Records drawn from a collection
· · · · ·

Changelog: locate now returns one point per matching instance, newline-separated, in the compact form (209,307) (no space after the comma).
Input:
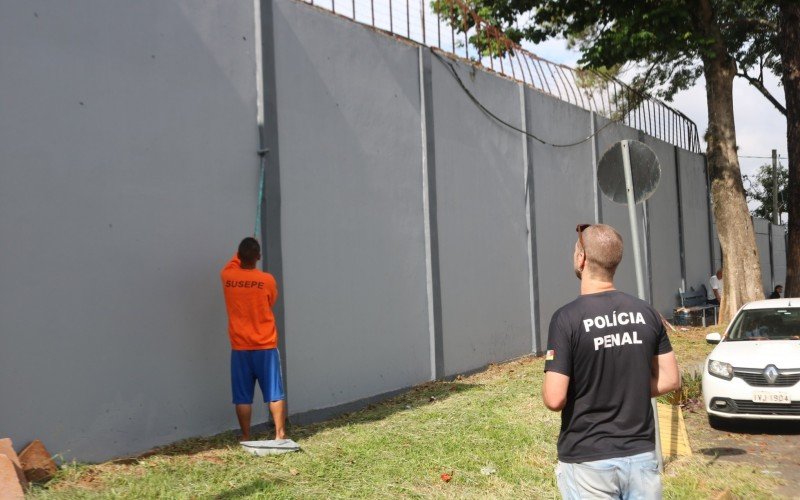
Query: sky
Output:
(760,128)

· · · · ·

Task prompt => Retype every line of the listing above without alteration, leaving out the pictures.

Final result =>
Changelog: locate now returns one point per matching instance, newline-separated, in the compact form (209,307) (no space after the comma).
Input:
Query: sky
Output:
(760,128)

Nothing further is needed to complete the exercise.